> _Goal of the exercise_
In this exercise, every entry is to be transcribed exactly as written.

> _Dataset_
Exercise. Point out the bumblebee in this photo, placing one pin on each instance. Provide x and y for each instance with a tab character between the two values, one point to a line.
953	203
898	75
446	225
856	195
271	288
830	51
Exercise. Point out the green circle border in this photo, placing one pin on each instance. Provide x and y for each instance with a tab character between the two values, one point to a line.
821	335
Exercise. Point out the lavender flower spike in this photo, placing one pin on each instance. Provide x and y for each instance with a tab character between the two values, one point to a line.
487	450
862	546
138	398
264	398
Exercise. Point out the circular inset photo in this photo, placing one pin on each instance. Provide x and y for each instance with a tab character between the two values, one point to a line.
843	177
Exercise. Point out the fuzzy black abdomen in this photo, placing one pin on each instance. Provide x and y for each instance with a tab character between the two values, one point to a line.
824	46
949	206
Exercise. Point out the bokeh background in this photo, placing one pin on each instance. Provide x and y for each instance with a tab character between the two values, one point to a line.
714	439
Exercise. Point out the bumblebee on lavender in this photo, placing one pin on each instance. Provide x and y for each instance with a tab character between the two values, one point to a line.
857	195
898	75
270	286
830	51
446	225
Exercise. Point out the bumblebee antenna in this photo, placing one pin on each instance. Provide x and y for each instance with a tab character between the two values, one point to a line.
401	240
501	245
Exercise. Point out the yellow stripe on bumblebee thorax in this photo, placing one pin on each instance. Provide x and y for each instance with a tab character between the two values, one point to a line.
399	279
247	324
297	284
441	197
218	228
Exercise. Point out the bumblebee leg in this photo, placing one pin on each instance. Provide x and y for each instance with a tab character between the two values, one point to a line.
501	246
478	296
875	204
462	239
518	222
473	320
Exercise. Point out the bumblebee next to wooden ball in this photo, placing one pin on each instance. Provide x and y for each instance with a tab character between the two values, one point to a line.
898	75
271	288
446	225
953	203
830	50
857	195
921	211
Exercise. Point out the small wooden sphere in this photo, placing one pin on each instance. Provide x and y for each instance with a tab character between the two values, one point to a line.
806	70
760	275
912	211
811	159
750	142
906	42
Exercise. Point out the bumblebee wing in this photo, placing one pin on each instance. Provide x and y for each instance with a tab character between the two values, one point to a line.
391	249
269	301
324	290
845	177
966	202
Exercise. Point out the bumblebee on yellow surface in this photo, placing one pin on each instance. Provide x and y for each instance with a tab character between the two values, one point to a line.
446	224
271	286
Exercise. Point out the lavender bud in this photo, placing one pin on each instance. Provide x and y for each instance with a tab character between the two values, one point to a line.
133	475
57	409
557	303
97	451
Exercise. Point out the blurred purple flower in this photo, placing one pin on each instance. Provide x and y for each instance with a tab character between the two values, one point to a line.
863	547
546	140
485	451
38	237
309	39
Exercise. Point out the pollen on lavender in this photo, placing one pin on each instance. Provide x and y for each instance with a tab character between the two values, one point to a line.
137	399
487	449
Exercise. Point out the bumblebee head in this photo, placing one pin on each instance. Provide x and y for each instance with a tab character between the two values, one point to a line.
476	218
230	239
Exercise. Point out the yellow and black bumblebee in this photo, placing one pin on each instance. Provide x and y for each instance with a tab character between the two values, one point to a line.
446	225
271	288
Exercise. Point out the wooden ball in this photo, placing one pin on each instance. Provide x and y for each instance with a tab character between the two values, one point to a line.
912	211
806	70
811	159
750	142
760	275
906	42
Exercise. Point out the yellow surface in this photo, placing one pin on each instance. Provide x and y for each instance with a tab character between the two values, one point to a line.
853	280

> _Response_
Exercise. Point out the bumblebee in this photo, placing one pin on each instance. Provide x and y for each instance with a tab character between the two values, one point to a line.
953	203
898	75
446	225
856	195
271	288
830	51
Exercise. Point out the green circle border in this photo, placing one pin on each instance. Provide x and y for each instance with a tab character between the two values, one point to a line.
821	335
Exercise. Point out the lavender flower spike in this photo, placing one pin on each instance. Provide x and y for each instance with a tab character between the two values, one point to a line.
487	450
862	546
138	398
264	398
Exercise. Point out the circular inset photo in this photo, placing one pin on each instance. Provide x and y for each instance with a tab character between the two values, one point to a line.
843	177
Exercise. Point out the fuzzy black abdomen in this photo, placing one pin on each instance. Provide x and y for each instance with a tab character between the two values, one point to a line.
824	46
949	206
Exercise. Point out the bokeh background in this photo, placing one pin on each instance. Provide x and y for each instance with a tab character between the two values, one point to a line.
714	439
Exercise. Point out the bumblebee on lavender in this photo, placing one pin on each instance. Provide x and y for each instance with a tab character between the two values, one point to a line.
857	195
898	75
270	286
830	51
446	225
Exercise. Point out the bumblebee antenna in this photo, placing one pin on each instance. Provide x and y for each instance with a tab character between the two values, one point to a line.
401	240
501	245
Exercise. Point out the yellow stripe on bumblebee thorax in this photo, placing one pin on each instance. Provide x and y for each instance with a tab character between the two values, one point to a line.
399	279
247	324
297	284
441	197
218	228
Exercise. Point out the bumblebee leg in this photo, placing one pin on each instance. Provide x and y for each instance with a tab character between the two values, one point to a line.
501	246
478	296
875	204
462	239
518	222
473	320
Exercise. Point out the bumblebee next to wooden ball in this photo, placing one pin on each instance. Provide x and y for each instance with a tab character between the two values, one point to a line.
898	75
271	288
446	225
953	203
830	50
857	195
921	211
Exercise. Point out the small wooden sphere in this photo, placing one pin on each instance. Provide x and y for each instance with a tab character between the two values, one point to a line.
806	70
760	275
912	211
811	159
750	142
906	42
Exercise. Point out the bumblebee wing in this photo, placing one pin on each instance. Provide x and y for each instance with a tab character between the two values, one point to a line.
391	249
269	301
324	290
845	177
966	202
Exercise. Point out the bumblebee on yellow surface in this photo, placing one pin on each instance. Provide x and y for each instance with a tab character between the two values, one point to a line.
446	224
271	286
Exercise. Point out the lavender bud in this photo, placing one pin on each instance. Provide x and y for each instance with a tab character between the two values, one point to a line.
133	475
57	409
557	303
97	451
Exercise. Point out the blurred purple flower in this photo, placing one pin on each instance. Provide x and y for each instance with a tab character between the two values, one point to a line.
863	547
546	140
485	451
38	237
309	39
Exercise. Point out the pollen on lavender in this photo, placing one pin on each instance. Provide x and y for each instance with a tab character between the two values, one point to a line.
137	399
487	449
Exercise. Point out the bumblebee head in this photo, placing one pin on each instance. Provide x and y for each instance with a tab character between the two values, one point to a line.
476	218
230	239
Exercise. Point out the yellow and black bumblebee in this photo, placing one pin on each instance. Provide x and y for each instance with a tab character between the two values, one point to a line.
446	225
271	288
Exercise. Point out the wooden ball in this photo, placing one pin on each instance. Provide x and y for each instance with a tab character between the two values, one point to a line.
912	211
806	70
811	159
750	142
760	275
906	42
Exercise. Point out the yellow surface in this photo, placing one pin on each instance. Provide x and y for each instance with a tab character between the two values, one point to a line.
853	280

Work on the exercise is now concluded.